# TASK REQUIREMENTS
Reproduce only the lines from the one containing "Would you be able to point to the white building" through the end of the data, exactly as they stand.

• • •

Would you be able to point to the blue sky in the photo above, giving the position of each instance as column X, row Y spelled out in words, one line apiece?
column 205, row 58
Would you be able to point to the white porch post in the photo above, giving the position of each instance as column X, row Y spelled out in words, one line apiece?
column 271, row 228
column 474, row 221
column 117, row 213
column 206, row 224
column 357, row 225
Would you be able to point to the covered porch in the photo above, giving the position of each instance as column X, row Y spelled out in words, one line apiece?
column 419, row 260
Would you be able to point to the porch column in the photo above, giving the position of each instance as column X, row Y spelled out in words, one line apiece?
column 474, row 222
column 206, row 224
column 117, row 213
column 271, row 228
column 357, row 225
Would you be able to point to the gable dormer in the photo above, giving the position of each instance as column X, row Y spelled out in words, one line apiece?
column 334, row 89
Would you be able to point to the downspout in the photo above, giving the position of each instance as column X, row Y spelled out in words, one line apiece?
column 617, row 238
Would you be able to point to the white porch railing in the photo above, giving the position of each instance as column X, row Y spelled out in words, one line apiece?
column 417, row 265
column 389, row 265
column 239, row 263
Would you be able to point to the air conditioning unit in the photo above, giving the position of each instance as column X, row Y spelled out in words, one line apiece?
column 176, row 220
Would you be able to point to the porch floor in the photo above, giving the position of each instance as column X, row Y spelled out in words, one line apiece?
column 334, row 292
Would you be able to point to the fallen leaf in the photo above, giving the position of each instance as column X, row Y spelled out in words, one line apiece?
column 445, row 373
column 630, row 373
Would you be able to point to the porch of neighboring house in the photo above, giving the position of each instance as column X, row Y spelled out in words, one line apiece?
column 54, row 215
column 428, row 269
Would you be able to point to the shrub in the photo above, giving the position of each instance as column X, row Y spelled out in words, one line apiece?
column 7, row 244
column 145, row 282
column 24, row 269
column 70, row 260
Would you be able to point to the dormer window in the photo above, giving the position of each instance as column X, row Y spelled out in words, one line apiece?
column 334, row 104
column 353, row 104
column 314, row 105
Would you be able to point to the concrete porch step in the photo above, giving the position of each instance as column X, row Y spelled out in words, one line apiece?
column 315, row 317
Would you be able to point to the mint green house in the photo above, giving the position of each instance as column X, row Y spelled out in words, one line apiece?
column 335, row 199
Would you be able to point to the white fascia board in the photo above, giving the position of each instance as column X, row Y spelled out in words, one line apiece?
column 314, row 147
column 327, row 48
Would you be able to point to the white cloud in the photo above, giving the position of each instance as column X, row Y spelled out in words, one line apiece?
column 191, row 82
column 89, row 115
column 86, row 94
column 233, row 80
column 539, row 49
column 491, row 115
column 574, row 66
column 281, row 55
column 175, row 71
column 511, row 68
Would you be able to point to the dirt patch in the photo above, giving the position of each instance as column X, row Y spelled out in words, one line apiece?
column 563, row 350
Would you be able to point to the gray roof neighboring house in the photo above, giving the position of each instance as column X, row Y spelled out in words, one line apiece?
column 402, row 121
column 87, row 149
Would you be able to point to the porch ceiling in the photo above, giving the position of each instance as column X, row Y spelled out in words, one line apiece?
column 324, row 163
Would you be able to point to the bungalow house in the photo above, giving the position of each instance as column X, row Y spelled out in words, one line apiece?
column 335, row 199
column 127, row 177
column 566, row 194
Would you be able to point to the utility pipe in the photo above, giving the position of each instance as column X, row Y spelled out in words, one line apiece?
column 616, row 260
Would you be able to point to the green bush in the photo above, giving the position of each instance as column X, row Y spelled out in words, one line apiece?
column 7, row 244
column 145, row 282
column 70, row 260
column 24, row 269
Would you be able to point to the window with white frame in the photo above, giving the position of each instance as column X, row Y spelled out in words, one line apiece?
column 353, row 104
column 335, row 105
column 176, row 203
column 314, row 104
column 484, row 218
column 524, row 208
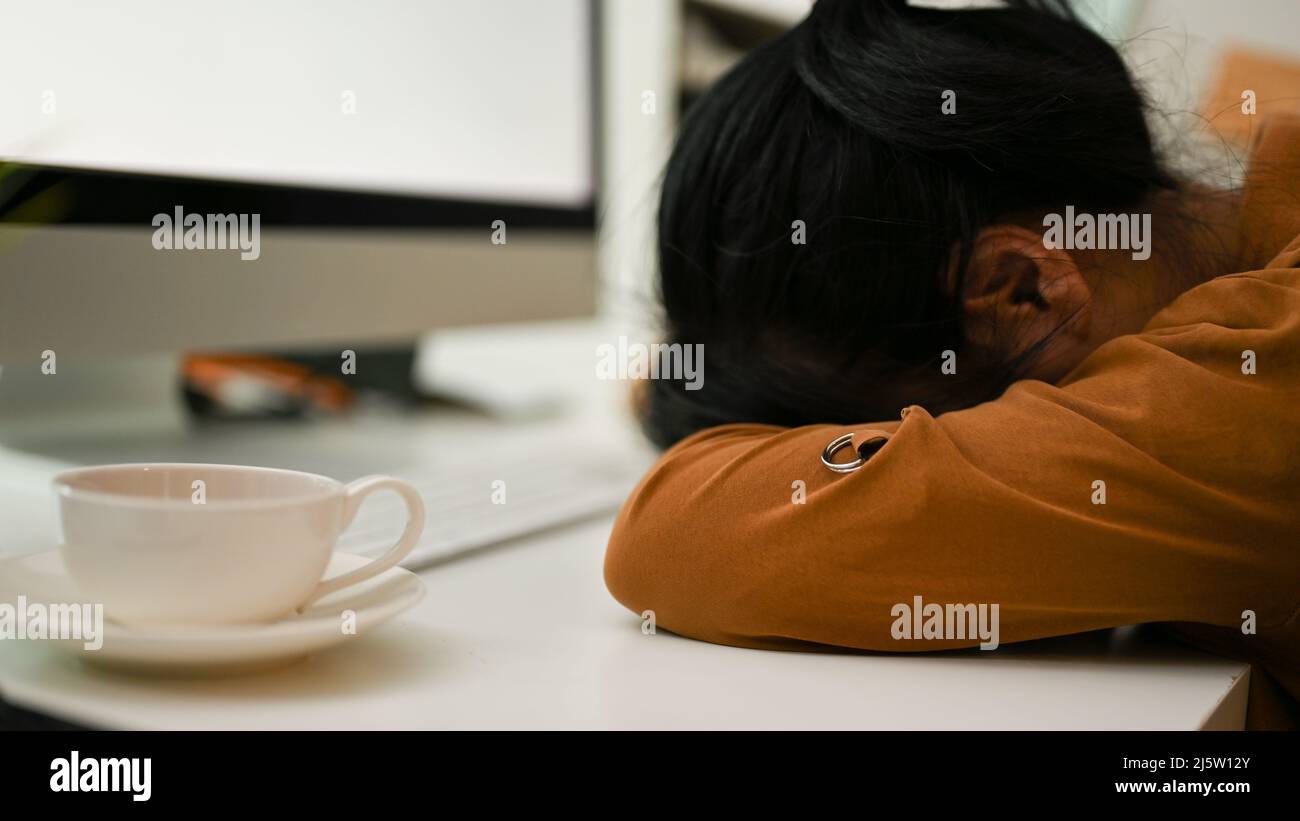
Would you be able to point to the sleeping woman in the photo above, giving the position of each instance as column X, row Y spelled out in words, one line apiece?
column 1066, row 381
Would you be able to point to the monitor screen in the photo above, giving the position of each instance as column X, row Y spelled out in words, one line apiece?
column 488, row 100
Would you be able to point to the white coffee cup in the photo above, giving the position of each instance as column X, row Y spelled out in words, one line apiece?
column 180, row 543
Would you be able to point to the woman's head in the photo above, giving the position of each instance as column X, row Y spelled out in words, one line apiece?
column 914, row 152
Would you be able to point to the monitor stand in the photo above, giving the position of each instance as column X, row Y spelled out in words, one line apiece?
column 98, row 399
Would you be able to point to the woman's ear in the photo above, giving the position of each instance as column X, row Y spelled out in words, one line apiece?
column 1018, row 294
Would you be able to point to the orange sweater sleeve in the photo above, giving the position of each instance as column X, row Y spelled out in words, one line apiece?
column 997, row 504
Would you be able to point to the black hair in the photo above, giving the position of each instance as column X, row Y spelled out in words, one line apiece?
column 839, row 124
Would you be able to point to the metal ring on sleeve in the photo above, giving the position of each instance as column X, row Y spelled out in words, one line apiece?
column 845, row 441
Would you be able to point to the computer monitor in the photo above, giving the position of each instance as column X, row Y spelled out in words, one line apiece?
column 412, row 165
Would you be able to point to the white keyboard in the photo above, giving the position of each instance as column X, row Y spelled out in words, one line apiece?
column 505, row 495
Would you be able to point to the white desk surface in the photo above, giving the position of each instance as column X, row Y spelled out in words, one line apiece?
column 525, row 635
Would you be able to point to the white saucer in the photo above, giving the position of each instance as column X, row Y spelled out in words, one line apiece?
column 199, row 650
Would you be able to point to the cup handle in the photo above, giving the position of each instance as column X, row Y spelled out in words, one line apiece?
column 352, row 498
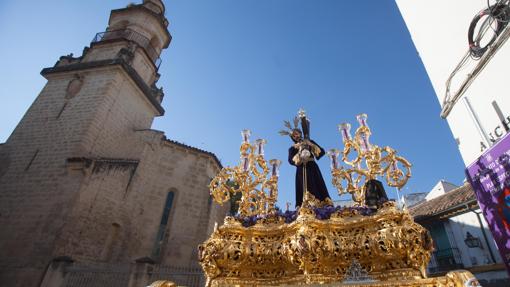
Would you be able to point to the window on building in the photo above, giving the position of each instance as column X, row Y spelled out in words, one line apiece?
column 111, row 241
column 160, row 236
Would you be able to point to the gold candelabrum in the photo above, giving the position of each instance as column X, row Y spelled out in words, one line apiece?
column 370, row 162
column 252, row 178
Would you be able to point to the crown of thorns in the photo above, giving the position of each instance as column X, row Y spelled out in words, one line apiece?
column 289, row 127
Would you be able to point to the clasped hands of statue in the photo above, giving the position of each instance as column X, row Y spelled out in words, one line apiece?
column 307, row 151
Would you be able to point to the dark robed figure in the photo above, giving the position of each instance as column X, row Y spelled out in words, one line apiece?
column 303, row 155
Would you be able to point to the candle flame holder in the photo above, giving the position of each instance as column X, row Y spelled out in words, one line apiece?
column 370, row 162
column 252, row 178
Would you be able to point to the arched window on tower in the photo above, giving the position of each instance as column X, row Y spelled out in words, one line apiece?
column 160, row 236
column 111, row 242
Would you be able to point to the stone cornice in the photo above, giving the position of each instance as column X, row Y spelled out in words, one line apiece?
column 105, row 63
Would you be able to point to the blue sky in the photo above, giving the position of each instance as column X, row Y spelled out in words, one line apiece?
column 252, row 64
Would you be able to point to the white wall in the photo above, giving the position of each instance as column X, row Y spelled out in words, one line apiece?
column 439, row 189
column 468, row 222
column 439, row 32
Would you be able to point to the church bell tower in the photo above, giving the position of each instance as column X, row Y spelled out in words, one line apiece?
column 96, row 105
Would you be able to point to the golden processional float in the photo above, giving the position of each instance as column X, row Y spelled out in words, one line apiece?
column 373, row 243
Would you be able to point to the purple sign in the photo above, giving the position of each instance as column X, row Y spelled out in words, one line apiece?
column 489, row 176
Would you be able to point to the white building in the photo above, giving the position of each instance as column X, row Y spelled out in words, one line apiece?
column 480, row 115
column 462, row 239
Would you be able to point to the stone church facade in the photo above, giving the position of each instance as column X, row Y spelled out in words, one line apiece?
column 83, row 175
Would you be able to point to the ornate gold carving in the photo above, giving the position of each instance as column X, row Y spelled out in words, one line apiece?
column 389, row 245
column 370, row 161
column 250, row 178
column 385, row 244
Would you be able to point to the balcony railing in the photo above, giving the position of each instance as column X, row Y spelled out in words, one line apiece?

• • •

# TASK OUTPUT
Would you be able to point to the white building in the photo above, giving the position of each instance as column X, row Y spelled out in words, one line apiece?
column 480, row 115
column 462, row 239
Would you be able to point to the stone church facade in the photo above, giving the position of each instance as column X, row Y spelled out in words, one line apiece?
column 83, row 175
Would you be able to point to the ornate gold carving in the photo above, giving the position of each instance as column X, row Y spelled out in words, one line apiece?
column 389, row 245
column 370, row 161
column 250, row 178
column 385, row 244
Would you be able to point to the balcony railing in the photo above, giving the position of each instance as column X, row Y spelled out in words, one line apiece?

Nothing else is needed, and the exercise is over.